- **Exercise material**:
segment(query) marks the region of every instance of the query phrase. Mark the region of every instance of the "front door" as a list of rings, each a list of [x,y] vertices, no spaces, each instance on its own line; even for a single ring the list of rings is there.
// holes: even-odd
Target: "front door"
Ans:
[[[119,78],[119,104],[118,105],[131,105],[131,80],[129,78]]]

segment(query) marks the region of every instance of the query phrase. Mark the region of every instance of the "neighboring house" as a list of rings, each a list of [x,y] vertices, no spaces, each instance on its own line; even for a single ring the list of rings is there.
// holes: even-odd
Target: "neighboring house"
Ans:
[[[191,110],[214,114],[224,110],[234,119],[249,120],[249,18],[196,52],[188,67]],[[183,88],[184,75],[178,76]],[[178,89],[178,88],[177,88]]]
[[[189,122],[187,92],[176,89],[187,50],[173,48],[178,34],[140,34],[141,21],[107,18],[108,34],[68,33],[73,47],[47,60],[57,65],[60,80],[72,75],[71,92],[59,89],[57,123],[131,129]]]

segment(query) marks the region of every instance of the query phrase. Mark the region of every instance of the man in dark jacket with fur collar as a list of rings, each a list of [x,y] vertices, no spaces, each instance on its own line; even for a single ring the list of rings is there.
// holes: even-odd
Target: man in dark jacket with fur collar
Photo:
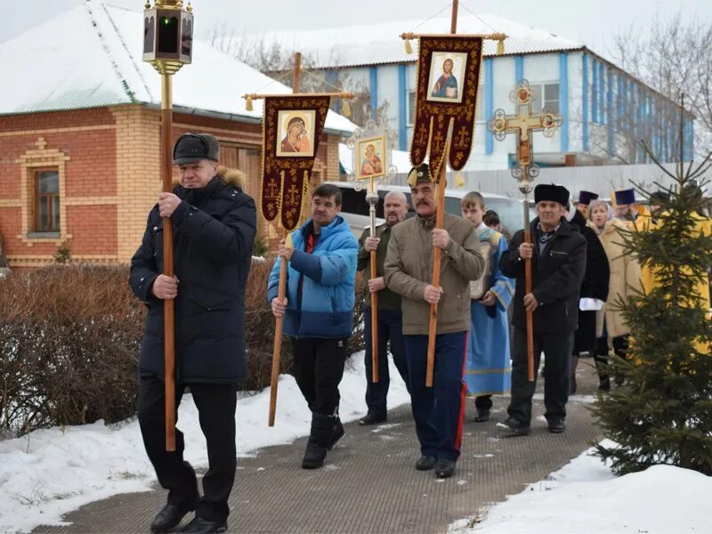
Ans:
[[[578,318],[578,291],[586,271],[586,239],[564,218],[569,191],[560,185],[540,184],[534,189],[538,217],[531,222],[532,243],[524,243],[524,231],[512,238],[499,268],[516,279],[514,327],[512,348],[512,400],[509,417],[498,424],[516,435],[528,434],[531,398],[536,387],[539,356],[546,358],[544,416],[549,432],[563,432],[569,400],[569,366]],[[531,258],[532,290],[524,295],[524,260]],[[527,319],[534,323],[534,376],[527,373]]]
[[[232,183],[240,173],[219,172],[212,135],[187,134],[174,148],[181,185],[160,193],[143,242],[131,261],[130,284],[149,307],[141,348],[139,423],[166,506],[151,523],[168,532],[191,510],[182,532],[222,532],[235,480],[236,384],[245,380],[245,287],[256,228],[255,201]],[[163,219],[174,226],[175,276],[163,272]],[[166,451],[163,302],[175,302],[176,409],[185,386],[198,407],[209,468],[198,495],[195,473],[183,461],[183,435]]]

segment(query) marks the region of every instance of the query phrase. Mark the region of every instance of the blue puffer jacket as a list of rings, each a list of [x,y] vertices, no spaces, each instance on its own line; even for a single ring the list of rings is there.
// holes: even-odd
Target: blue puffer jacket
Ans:
[[[348,223],[336,215],[321,229],[317,246],[306,253],[309,219],[292,232],[295,252],[287,273],[284,333],[295,337],[348,337],[353,328],[354,279],[359,244]],[[268,302],[277,297],[279,263],[267,284]]]

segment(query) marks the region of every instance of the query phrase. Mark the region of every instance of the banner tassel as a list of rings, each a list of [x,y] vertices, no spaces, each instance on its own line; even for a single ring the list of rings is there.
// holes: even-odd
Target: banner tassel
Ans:
[[[505,53],[505,40],[499,39],[497,42],[497,55],[502,55]]]

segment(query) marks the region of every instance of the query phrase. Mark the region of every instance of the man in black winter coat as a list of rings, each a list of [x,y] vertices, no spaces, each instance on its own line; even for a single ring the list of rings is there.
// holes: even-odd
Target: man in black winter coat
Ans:
[[[236,384],[245,380],[245,286],[256,228],[255,201],[233,172],[219,174],[219,144],[206,134],[185,134],[174,163],[181,185],[160,193],[143,241],[131,261],[130,284],[149,308],[141,347],[138,415],[143,443],[166,506],[151,523],[168,532],[191,510],[182,532],[221,532],[235,479]],[[163,219],[174,226],[175,276],[163,274]],[[207,442],[209,468],[198,495],[195,473],[183,461],[183,435],[166,451],[163,302],[175,301],[176,411],[189,386]]]
[[[570,222],[586,238],[586,273],[581,282],[579,302],[580,299],[587,299],[588,303],[595,300],[598,301],[598,305],[602,306],[608,299],[608,282],[611,276],[606,251],[595,231],[587,226],[586,218],[581,211],[578,209],[573,211]],[[578,356],[582,352],[593,356],[595,352],[595,309],[581,310],[581,306],[578,306],[578,329],[576,330],[573,339],[570,371],[571,394],[576,392],[576,367],[578,365]]]
[[[578,290],[586,270],[586,239],[563,217],[569,191],[558,185],[538,185],[534,200],[538,217],[530,225],[532,243],[524,243],[524,231],[519,231],[499,262],[503,274],[516,279],[516,289],[512,400],[509,417],[498,426],[516,435],[530,433],[531,399],[542,352],[546,358],[544,416],[549,432],[559,433],[565,428],[570,358],[578,317]],[[532,290],[524,295],[526,258],[531,258]],[[535,382],[529,382],[527,373],[527,311],[533,315]]]

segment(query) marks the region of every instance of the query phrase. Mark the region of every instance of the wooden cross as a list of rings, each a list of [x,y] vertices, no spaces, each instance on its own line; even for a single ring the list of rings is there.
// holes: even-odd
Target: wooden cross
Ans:
[[[510,100],[517,105],[517,114],[506,115],[503,109],[498,109],[488,125],[498,141],[504,140],[506,134],[516,134],[517,162],[524,170],[531,165],[531,134],[543,131],[546,137],[551,137],[562,119],[554,113],[531,112],[531,89],[526,80],[520,82]]]
[[[531,243],[529,222],[529,194],[531,192],[530,177],[538,174],[538,167],[531,162],[531,134],[544,132],[551,137],[558,128],[562,118],[554,113],[531,112],[531,89],[529,82],[522,80],[519,87],[509,94],[509,100],[517,106],[516,115],[506,115],[503,109],[495,111],[488,124],[488,128],[498,141],[503,141],[507,134],[517,135],[517,162],[519,167],[512,169],[513,175],[520,181],[520,190],[524,193],[524,241]],[[531,293],[531,260],[524,261],[524,294]],[[531,312],[527,312],[527,368],[530,382],[534,382],[534,319]]]

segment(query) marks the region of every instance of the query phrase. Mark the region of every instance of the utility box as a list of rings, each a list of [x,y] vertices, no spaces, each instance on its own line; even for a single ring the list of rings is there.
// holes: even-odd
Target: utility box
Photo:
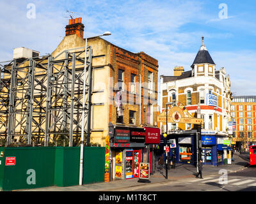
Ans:
[[[32,50],[23,47],[13,49],[13,59],[31,58],[38,57],[39,55],[39,52]]]

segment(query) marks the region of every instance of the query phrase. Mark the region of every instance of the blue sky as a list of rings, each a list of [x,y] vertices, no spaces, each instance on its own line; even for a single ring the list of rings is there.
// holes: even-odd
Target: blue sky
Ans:
[[[27,17],[29,3],[35,18]],[[219,17],[223,3],[227,18]],[[108,41],[158,59],[159,75],[173,75],[175,66],[190,70],[204,36],[217,69],[230,75],[232,92],[256,95],[255,1],[2,0],[0,8],[0,61],[11,59],[15,47],[52,52],[65,35],[68,10],[83,18],[85,36],[109,31]]]

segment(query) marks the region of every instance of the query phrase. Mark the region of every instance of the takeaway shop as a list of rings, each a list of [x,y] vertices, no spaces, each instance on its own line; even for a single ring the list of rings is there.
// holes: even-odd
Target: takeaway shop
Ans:
[[[109,136],[111,180],[139,177],[140,163],[149,163],[150,171],[154,171],[151,164],[160,143],[159,128],[115,126],[113,133]]]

- **Given problem**:
Could you rewrite everything from the start of the items through the line containing "[[[119,78],[119,104],[118,105],[131,105],[131,80],[129,78]]]", keeping each line in full but shifting every coordinate in the answers by -5?

- **Task output**:
segment(query) marks the region of every instance of the query phrase. Mark the region of every instance of the "front door" as a list of rings, each a list of [x,y] vertices, no spaces, each instance on its own line; even for a single ring the list of rings is there.
// holes: even-odd
Target: "front door"
Ans:
[[[114,73],[114,99],[113,100],[126,100],[126,75],[124,73]]]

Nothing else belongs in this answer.